Task goal
List every line of the rows below that contains the word "wooden". Copy each such line in full.

Given entries
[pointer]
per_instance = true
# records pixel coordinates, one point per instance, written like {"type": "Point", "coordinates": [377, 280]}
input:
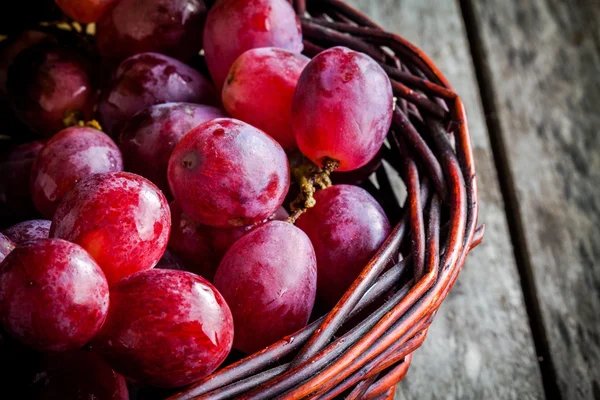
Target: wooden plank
{"type": "Point", "coordinates": [479, 346]}
{"type": "Point", "coordinates": [542, 59]}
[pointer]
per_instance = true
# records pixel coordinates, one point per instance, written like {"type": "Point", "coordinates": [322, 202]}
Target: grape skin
{"type": "Point", "coordinates": [268, 278]}
{"type": "Point", "coordinates": [6, 246]}
{"type": "Point", "coordinates": [149, 137]}
{"type": "Point", "coordinates": [28, 230]}
{"type": "Point", "coordinates": [77, 375]}
{"type": "Point", "coordinates": [53, 295]}
{"type": "Point", "coordinates": [46, 82]}
{"type": "Point", "coordinates": [253, 24]}
{"type": "Point", "coordinates": [172, 27]}
{"type": "Point", "coordinates": [68, 157]}
{"type": "Point", "coordinates": [147, 79]}
{"type": "Point", "coordinates": [15, 167]}
{"type": "Point", "coordinates": [342, 108]}
{"type": "Point", "coordinates": [165, 328]}
{"type": "Point", "coordinates": [259, 90]}
{"type": "Point", "coordinates": [121, 219]}
{"type": "Point", "coordinates": [346, 226]}
{"type": "Point", "coordinates": [226, 173]}
{"type": "Point", "coordinates": [85, 11]}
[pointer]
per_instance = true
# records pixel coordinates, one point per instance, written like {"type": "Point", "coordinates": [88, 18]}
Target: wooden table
{"type": "Point", "coordinates": [523, 320]}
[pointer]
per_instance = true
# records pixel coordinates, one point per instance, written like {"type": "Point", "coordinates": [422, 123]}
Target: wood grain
{"type": "Point", "coordinates": [542, 59]}
{"type": "Point", "coordinates": [480, 344]}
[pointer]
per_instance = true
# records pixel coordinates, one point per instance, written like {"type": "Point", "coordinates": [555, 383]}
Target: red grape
{"type": "Point", "coordinates": [202, 247]}
{"type": "Point", "coordinates": [170, 261]}
{"type": "Point", "coordinates": [85, 11]}
{"type": "Point", "coordinates": [346, 227]}
{"type": "Point", "coordinates": [147, 79]}
{"type": "Point", "coordinates": [251, 24]}
{"type": "Point", "coordinates": [69, 156]}
{"type": "Point", "coordinates": [172, 27]}
{"type": "Point", "coordinates": [6, 246]}
{"type": "Point", "coordinates": [53, 296]}
{"type": "Point", "coordinates": [77, 375]}
{"type": "Point", "coordinates": [259, 90]}
{"type": "Point", "coordinates": [148, 139]}
{"type": "Point", "coordinates": [121, 219]}
{"type": "Point", "coordinates": [191, 242]}
{"type": "Point", "coordinates": [165, 328]}
{"type": "Point", "coordinates": [342, 108]}
{"type": "Point", "coordinates": [46, 83]}
{"type": "Point", "coordinates": [226, 173]}
{"type": "Point", "coordinates": [269, 279]}
{"type": "Point", "coordinates": [15, 168]}
{"type": "Point", "coordinates": [29, 230]}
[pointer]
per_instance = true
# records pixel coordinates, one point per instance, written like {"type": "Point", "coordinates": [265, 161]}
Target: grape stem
{"type": "Point", "coordinates": [310, 178]}
{"type": "Point", "coordinates": [75, 119]}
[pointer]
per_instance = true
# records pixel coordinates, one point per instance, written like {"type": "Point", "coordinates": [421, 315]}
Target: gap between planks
{"type": "Point", "coordinates": [513, 214]}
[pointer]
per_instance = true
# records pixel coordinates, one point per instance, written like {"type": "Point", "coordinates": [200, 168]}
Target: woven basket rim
{"type": "Point", "coordinates": [438, 176]}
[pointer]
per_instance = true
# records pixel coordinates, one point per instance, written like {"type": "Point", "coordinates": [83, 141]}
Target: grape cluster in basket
{"type": "Point", "coordinates": [175, 206]}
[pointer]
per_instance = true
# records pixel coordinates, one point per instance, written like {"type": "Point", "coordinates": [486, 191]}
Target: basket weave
{"type": "Point", "coordinates": [430, 148]}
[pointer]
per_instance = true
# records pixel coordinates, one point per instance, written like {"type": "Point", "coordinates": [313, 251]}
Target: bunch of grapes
{"type": "Point", "coordinates": [147, 231]}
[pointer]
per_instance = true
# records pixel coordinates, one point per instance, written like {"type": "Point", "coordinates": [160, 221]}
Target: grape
{"type": "Point", "coordinates": [165, 328]}
{"type": "Point", "coordinates": [48, 82]}
{"type": "Point", "coordinates": [15, 197]}
{"type": "Point", "coordinates": [147, 79]}
{"type": "Point", "coordinates": [342, 108]}
{"type": "Point", "coordinates": [69, 156]}
{"type": "Point", "coordinates": [172, 27]}
{"type": "Point", "coordinates": [346, 227]}
{"type": "Point", "coordinates": [77, 375]}
{"type": "Point", "coordinates": [6, 246]}
{"type": "Point", "coordinates": [259, 90]}
{"type": "Point", "coordinates": [53, 296]}
{"type": "Point", "coordinates": [85, 11]}
{"type": "Point", "coordinates": [359, 175]}
{"type": "Point", "coordinates": [29, 230]}
{"type": "Point", "coordinates": [202, 247]}
{"type": "Point", "coordinates": [170, 261]}
{"type": "Point", "coordinates": [148, 139]}
{"type": "Point", "coordinates": [251, 24]}
{"type": "Point", "coordinates": [226, 173]}
{"type": "Point", "coordinates": [268, 278]}
{"type": "Point", "coordinates": [121, 219]}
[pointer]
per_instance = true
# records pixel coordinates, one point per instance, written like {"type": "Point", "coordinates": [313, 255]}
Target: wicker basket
{"type": "Point", "coordinates": [430, 148]}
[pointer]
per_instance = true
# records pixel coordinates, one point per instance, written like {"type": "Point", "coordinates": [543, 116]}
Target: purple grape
{"type": "Point", "coordinates": [346, 227]}
{"type": "Point", "coordinates": [148, 79]}
{"type": "Point", "coordinates": [226, 173]}
{"type": "Point", "coordinates": [121, 219]}
{"type": "Point", "coordinates": [268, 278]}
{"type": "Point", "coordinates": [6, 246]}
{"type": "Point", "coordinates": [259, 90]}
{"type": "Point", "coordinates": [234, 26]}
{"type": "Point", "coordinates": [165, 328]}
{"type": "Point", "coordinates": [342, 108]}
{"type": "Point", "coordinates": [172, 27]}
{"type": "Point", "coordinates": [68, 157]}
{"type": "Point", "coordinates": [29, 230]}
{"type": "Point", "coordinates": [149, 137]}
{"type": "Point", "coordinates": [53, 295]}
{"type": "Point", "coordinates": [15, 198]}
{"type": "Point", "coordinates": [77, 375]}
{"type": "Point", "coordinates": [48, 82]}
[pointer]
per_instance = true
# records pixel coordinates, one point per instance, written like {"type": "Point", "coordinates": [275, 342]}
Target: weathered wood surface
{"type": "Point", "coordinates": [480, 345]}
{"type": "Point", "coordinates": [542, 59]}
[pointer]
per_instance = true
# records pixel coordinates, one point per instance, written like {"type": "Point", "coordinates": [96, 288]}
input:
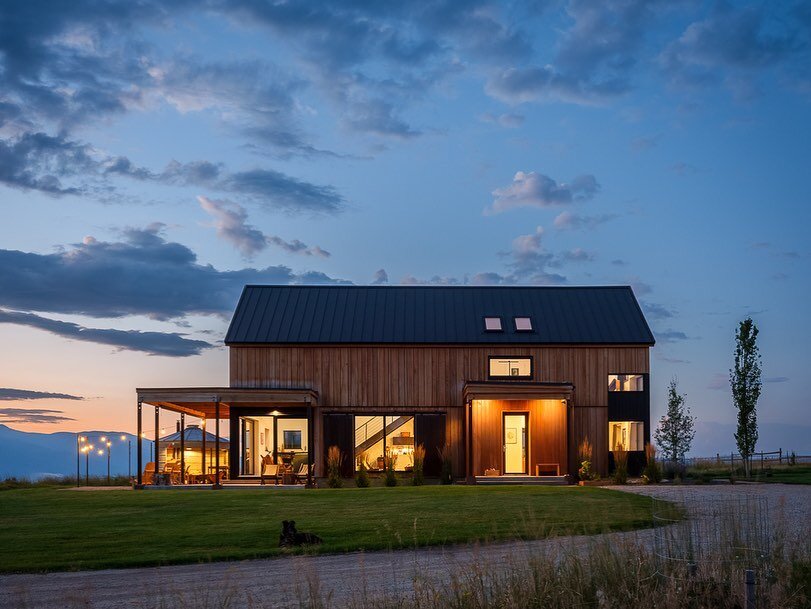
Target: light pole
{"type": "Point", "coordinates": [87, 448]}
{"type": "Point", "coordinates": [79, 441]}
{"type": "Point", "coordinates": [109, 453]}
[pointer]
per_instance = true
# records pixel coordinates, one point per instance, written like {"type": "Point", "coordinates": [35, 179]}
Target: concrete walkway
{"type": "Point", "coordinates": [290, 581]}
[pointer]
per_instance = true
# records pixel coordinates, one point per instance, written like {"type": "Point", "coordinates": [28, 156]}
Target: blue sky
{"type": "Point", "coordinates": [154, 157]}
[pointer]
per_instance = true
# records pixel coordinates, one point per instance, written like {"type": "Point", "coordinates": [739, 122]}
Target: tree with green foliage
{"type": "Point", "coordinates": [744, 378]}
{"type": "Point", "coordinates": [676, 429]}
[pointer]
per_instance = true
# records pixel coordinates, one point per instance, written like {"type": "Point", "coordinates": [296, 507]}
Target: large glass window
{"type": "Point", "coordinates": [510, 367]}
{"type": "Point", "coordinates": [626, 382]}
{"type": "Point", "coordinates": [630, 435]}
{"type": "Point", "coordinates": [378, 436]}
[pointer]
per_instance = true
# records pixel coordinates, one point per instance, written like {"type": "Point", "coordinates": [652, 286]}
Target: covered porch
{"type": "Point", "coordinates": [517, 432]}
{"type": "Point", "coordinates": [218, 464]}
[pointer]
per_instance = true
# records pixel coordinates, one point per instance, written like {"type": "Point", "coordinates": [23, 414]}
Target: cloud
{"type": "Point", "coordinates": [508, 120]}
{"type": "Point", "coordinates": [27, 394]}
{"type": "Point", "coordinates": [154, 343]}
{"type": "Point", "coordinates": [380, 277]}
{"type": "Point", "coordinates": [568, 220]}
{"type": "Point", "coordinates": [595, 59]}
{"type": "Point", "coordinates": [670, 336]}
{"type": "Point", "coordinates": [655, 311]}
{"type": "Point", "coordinates": [142, 274]}
{"type": "Point", "coordinates": [231, 222]}
{"type": "Point", "coordinates": [532, 189]}
{"type": "Point", "coordinates": [732, 45]}
{"type": "Point", "coordinates": [33, 415]}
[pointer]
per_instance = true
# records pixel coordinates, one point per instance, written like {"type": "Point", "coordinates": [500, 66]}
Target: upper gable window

Solution to the problem
Target: wooden plank
Target: wooden table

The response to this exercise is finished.